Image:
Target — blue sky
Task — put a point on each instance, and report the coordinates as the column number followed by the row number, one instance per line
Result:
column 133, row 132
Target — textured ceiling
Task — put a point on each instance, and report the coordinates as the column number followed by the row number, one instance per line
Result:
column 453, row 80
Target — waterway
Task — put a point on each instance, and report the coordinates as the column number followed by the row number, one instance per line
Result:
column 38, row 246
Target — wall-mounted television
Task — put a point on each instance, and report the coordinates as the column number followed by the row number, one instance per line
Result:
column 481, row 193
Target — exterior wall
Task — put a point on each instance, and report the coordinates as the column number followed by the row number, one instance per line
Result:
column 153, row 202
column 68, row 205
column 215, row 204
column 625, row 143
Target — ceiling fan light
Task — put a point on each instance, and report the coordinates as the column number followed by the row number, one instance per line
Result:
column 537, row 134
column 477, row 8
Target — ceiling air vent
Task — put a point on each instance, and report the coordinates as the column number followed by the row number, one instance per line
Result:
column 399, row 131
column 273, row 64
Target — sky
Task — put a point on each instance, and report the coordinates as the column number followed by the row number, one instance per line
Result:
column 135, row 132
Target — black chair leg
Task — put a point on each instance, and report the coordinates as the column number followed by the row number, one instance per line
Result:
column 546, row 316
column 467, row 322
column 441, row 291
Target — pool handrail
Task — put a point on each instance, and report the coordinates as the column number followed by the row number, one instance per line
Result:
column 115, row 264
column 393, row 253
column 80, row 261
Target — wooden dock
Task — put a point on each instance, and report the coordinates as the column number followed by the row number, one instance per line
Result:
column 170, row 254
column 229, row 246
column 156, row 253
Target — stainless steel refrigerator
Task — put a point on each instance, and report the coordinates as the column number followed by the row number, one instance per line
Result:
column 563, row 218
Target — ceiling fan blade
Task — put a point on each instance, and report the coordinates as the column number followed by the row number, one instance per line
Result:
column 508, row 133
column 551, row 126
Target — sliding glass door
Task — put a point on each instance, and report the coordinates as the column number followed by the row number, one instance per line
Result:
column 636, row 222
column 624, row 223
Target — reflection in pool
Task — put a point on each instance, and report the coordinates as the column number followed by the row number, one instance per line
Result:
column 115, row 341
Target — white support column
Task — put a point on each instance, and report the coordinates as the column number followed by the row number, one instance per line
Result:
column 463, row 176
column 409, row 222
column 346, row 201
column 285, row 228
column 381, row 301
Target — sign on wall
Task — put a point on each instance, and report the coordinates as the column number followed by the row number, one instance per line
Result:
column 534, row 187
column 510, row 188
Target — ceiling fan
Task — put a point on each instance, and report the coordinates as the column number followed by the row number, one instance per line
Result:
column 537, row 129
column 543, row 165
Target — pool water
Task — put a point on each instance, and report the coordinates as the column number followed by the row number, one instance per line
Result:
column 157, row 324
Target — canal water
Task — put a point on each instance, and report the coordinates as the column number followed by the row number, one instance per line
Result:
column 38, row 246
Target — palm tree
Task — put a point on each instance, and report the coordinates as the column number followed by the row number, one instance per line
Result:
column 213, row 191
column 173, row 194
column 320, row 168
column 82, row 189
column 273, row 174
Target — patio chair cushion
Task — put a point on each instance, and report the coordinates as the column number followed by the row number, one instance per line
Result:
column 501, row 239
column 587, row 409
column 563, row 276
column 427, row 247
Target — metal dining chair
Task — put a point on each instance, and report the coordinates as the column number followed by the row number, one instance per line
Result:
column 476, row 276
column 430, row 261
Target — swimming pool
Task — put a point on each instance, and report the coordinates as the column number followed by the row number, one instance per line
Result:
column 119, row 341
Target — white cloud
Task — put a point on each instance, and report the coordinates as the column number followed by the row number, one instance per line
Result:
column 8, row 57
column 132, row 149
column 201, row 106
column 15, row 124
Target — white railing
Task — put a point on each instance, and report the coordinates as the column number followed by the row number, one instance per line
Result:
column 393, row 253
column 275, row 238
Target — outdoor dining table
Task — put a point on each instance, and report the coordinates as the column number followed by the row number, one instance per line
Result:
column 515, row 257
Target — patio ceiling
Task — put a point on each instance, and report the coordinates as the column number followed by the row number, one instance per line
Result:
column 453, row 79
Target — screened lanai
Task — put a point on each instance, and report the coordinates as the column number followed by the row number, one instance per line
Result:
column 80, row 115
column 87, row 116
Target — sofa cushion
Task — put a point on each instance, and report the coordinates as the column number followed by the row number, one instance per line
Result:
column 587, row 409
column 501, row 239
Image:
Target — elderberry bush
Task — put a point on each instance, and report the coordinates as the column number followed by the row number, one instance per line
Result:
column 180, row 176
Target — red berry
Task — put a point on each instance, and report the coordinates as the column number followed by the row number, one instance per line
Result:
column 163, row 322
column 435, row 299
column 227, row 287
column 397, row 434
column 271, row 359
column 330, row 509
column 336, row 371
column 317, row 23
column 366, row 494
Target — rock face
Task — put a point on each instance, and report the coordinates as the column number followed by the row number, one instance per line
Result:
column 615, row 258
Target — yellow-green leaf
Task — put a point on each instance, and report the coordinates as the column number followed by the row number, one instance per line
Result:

#####

**EXERCISE AIM**
Among the lines of the records, copy out each one that contains the word "patio".

**RESULT BELOW**
Target — patio chair cushion
Target — patio ceiling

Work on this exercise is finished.